--- Begin ---
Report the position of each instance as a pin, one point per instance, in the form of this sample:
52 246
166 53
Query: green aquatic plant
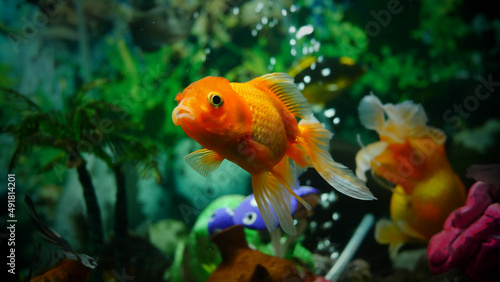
84 126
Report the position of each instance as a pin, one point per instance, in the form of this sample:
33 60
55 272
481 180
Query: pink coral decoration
470 240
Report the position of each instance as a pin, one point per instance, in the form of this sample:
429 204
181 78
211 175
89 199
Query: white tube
351 248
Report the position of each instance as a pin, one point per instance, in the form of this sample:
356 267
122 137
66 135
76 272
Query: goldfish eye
215 99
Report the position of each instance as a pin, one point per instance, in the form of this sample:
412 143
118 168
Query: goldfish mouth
181 112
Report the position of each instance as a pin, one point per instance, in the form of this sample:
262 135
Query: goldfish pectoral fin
273 201
297 153
315 140
204 161
365 157
283 86
371 112
287 177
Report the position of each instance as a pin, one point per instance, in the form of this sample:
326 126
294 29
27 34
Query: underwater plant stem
121 219
95 233
351 248
276 242
83 42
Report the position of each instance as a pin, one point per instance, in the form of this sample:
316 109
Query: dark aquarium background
87 91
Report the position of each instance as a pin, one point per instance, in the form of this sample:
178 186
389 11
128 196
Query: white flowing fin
273 201
315 139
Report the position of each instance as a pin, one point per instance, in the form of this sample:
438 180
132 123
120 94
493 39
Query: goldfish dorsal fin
282 85
203 161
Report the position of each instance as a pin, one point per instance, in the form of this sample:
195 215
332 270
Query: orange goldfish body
254 125
411 155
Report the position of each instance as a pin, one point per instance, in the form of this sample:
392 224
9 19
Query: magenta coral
471 237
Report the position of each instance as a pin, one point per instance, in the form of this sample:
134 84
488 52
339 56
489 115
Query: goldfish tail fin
273 201
315 140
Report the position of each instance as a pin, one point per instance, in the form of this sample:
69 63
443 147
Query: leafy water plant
85 126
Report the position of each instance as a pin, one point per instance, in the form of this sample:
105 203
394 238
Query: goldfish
255 125
411 155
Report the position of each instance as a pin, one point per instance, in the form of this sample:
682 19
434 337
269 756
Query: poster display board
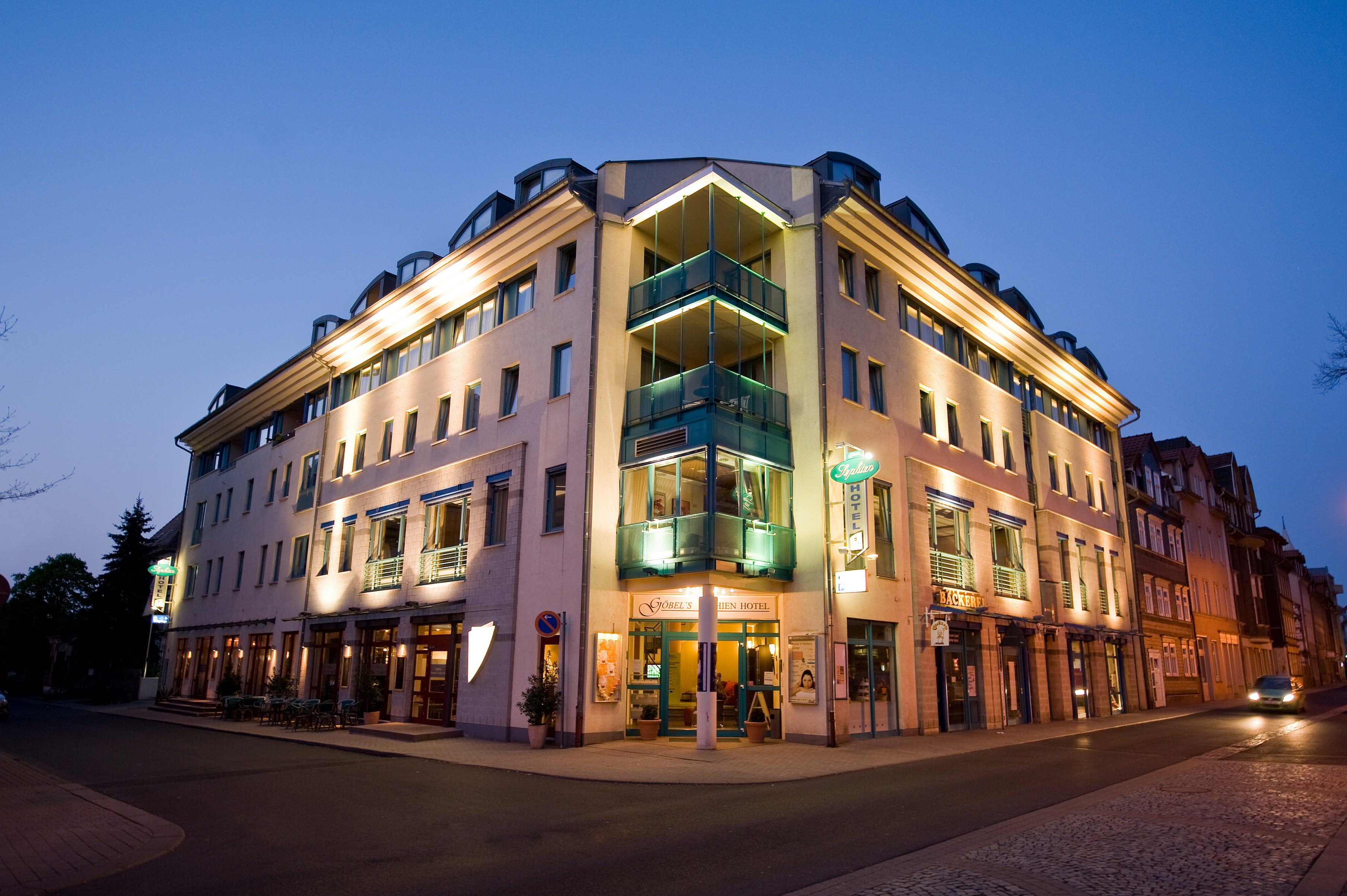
803 669
608 657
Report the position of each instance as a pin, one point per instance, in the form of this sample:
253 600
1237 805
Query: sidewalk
57 835
678 762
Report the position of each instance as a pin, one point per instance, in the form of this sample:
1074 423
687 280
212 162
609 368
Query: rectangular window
308 481
845 274
409 432
566 269
497 504
442 418
878 389
300 557
927 413
472 402
348 543
510 391
883 500
850 389
561 370
357 457
328 550
555 510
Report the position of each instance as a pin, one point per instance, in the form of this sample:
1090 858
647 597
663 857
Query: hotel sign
958 597
679 607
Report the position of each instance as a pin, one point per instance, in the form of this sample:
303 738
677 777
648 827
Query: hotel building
623 396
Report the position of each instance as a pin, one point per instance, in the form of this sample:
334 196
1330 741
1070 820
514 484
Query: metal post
706 696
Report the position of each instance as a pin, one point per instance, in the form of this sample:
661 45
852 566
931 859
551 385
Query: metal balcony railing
705 535
1011 581
952 569
380 574
698 272
706 385
442 565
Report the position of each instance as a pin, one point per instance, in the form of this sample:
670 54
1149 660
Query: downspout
830 735
589 487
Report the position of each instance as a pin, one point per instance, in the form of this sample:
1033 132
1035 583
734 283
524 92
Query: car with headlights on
1277 692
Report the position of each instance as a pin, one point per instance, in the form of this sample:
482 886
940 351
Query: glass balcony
706 537
380 574
953 570
1011 581
444 565
700 272
706 385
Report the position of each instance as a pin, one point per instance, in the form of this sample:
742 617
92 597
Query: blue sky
187 186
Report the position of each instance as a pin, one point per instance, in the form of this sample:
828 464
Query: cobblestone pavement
1202 828
56 835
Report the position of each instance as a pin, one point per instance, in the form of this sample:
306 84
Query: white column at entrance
708 700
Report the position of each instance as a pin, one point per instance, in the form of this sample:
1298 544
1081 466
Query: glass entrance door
959 694
871 661
436 674
1079 678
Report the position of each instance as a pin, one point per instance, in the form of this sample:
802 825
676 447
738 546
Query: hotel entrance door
436 674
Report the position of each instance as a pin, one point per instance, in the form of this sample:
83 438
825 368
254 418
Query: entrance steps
187 707
407 732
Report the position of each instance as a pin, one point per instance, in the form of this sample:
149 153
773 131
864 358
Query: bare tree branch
10 430
1333 371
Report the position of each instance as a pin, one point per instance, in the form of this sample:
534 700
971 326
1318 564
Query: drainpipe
828 519
589 484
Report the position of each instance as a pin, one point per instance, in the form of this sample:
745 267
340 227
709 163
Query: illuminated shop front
662 662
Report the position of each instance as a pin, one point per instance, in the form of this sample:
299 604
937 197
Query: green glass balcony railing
706 385
700 272
704 537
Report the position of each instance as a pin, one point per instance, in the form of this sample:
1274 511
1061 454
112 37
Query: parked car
1277 692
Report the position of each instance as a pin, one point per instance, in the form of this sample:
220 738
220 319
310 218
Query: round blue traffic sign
547 623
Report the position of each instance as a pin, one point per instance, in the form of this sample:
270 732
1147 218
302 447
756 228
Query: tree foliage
1334 370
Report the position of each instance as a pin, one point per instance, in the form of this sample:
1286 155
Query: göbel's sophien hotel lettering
681 607
957 597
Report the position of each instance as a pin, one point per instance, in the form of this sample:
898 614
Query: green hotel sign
854 469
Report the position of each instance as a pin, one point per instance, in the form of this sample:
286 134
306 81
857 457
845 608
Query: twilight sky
185 186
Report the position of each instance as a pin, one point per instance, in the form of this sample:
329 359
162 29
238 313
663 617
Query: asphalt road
271 817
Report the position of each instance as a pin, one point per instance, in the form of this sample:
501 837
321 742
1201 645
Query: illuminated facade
684 350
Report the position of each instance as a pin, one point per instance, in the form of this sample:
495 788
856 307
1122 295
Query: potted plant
--- End ---
**Exercise prompt**
Pictures stay out of the copy; please restate every record above exactly.

**Exercise result**
Report the position of each instance as a pin, one point per instance, in the form of this sample:
52 246
166 53
Query: green aquatic plant
84 126
Report the position of each instance as a pin, one point per instance, in the form of this sample:
33 60
55 272
481 180
Query: pink coral decoration
470 240
Report the position of each instance as a pin, one point per instance, in the form of this sample:
429 204
181 78
211 175
89 199
Query: white tube
351 248
Report the position of each instance as a pin, one point per instance, in the form of this sample:
356 267
122 137
66 135
76 272
Query: goldfish eye
215 99
Report the position of each instance as a pin, one point per instance, in the form of this sample:
412 143
118 168
Query: goldfish mouth
181 112
Report the position of each instance as a pin, one point per instance, in the form of this sample:
262 135
Query: goldfish pectoral fin
273 201
297 153
315 140
204 161
365 157
283 86
371 112
287 177
Report the position of each instance as a pin, one point per instance, in the form of this sample:
326 126
294 29
27 34
Query: underwater plant stem
121 219
95 233
351 248
276 242
83 42
Report the position of each instance as a pin, one point per instance, in the form of this sample:
316 109
Query: dark aquarium background
87 91
Report the position of each instance as a pin, one point per instance, in the form of this sample:
178 186
389 11
128 196
Query: white flowing fin
273 201
315 139
Report the position of each instance as a pin, one point per instance, in the form of this sample:
438 180
132 123
120 94
493 39
Query: goldfish dorsal fin
282 85
203 161
Report the position of each instance as a pin, one point per instance, in the form of this sample:
195 215
332 270
Query: orange goldfish body
254 125
411 155
Report the position of each instance as a pin, one point per instance, in the form of this sample:
392 224
9 19
Query: magenta coral
471 237
Report the position of each instance as a pin, one point per instance, in the form of this sample:
134 84
488 52
339 56
489 115
Query: goldfish tail fin
273 201
315 140
Report the position of each instance as a pin, one point per instance, in the form of this sample:
69 63
443 147
Query: leafy water plant
85 126
Report the position of each instance as a pin, one point per instance, in the form of this sample:
105 203
394 238
Query: goldfish
255 125
411 155
Report the position of each instance as a pin, one point per instance, in the form of this sample:
682 19
434 337
269 756
Query: poster display board
803 669
608 657
Report the position of each instance as a pin, one point per instance, in the form of this sample:
253 600
1237 805
Query: sidewalk
57 835
678 762
Report the position of each instance as a pin, one point per instance, in the form of this sample:
1074 423
687 280
212 162
609 368
Query: rectangular window
308 481
845 274
409 432
566 269
497 504
442 418
878 389
300 557
927 413
472 402
348 543
510 391
883 500
850 389
561 370
357 457
328 550
555 510
Report the position of each instance as a pin, one point per instance, in the form of this sample:
1090 858
647 597
663 857
Query: hotel sign
958 597
679 607
Report the position of each instance as a pin, one point per instance, in the form of this sample:
303 738
677 777
648 827
Query: hotel building
623 396
Report the position of each instance as a pin, one point per instance, in the form of this sample:
334 196
1330 741
1070 820
514 484
Query: metal post
706 696
Report the position of each instance as a pin, one point per instance, in the form of this sample:
661 45
852 566
931 859
551 385
Query: metal balcony railing
705 535
1011 581
952 569
380 574
698 272
706 385
442 565
Report the position of each instance as a pin, one point per instance, in the form of this sample:
670 54
1149 660
Query: downspout
830 735
589 487
Report the position of each instance as a pin, one point per instance, in the form of this sample:
1033 132
1035 583
734 283
524 92
Query: car with headlights on
1277 692
Report the position of each instance as a pin, one point per instance, in the form of this sample:
482 886
940 351
Query: glass balcony
706 537
380 574
953 570
1011 581
444 565
700 272
706 385
Report the position of each instance as a pin, one point per instance, in the form of this sample:
742 617
92 597
Query: blue sky
187 186
Report the position of each instance as a pin, one point per instance, in the form of this sample:
828 464
Query: cobblestone pavement
1202 828
56 835
Report the position of each instance as a pin, one point per instance, in the form of this sample:
306 84
Query: white column at entrance
708 700
Report the position of each instance as a pin, one point per instance, in the form of this sample:
1298 544
1081 466
Query: glass entrance door
959 694
871 661
436 674
1079 678
Report the position of each instance as a pin, one point per instance, in the form of this sample:
802 825
676 447
738 546
Query: hotel entrance door
436 674
Report the position of each instance as a pin, one point per instance, in the form of this sample:
83 438
825 368
254 418
Query: entrance steps
187 707
407 732
Report the position of each instance as a pin, one point per instance, in the form of this sample:
149 153
773 131
864 358
Query: bare tree branch
10 430
1333 371
Report the position of each instance as a pin, one point per instance, in the form of this sample:
534 700
971 326
1318 564
Query: drainpipe
828 519
589 484
Report the position of each instance as a pin, one point per instance, in the form of this sample:
745 267
340 227
709 163
Query: illuminated shop front
662 662
Report the position of each instance as a pin, one point per instance, in the form of this sample:
299 604
937 197
Query: green glass balcony railing
706 385
700 272
704 537
Report the position of each instance as a pin, one point per instance, in the form of this sample:
1274 511
1061 454
112 37
Query: parked car
1277 692
Report the position of each instance as a pin, one point per instance, in the form of this sample:
220 738
220 319
310 218
Query: round blue traffic sign
547 623
Report the position of each instance as a pin, one point per instance, in the form of this sample:
270 732
1147 218
302 447
756 228
Query: tree foliage
1334 370
Report the position of each instance as a pin, one point per instance, in the form of this sample:
1286 155
Query: göbel's sophien hotel lettering
681 607
957 597
Report the position of each instance as a pin, one point per instance, in the form of this sample:
898 614
Query: green hotel sign
854 469
Report the position of each instance as a pin, one point per instance, in the form of this sample:
286 134
306 81
857 457
845 608
Query: twilight sky
185 186
Report the position of each instance as a pin, one point per instance, in the form of this sample:
329 359
162 29
238 313
663 617
Query: asphalt road
271 817
Report the position of each instance as a pin, one point per instance, in the form of this sample:
501 837
321 742
1201 645
Query: illuminated facade
684 350
Report the position of each instance as a pin, one point per instance, in the form of this sample:
495 788
856 307
1122 295
Query: potted plant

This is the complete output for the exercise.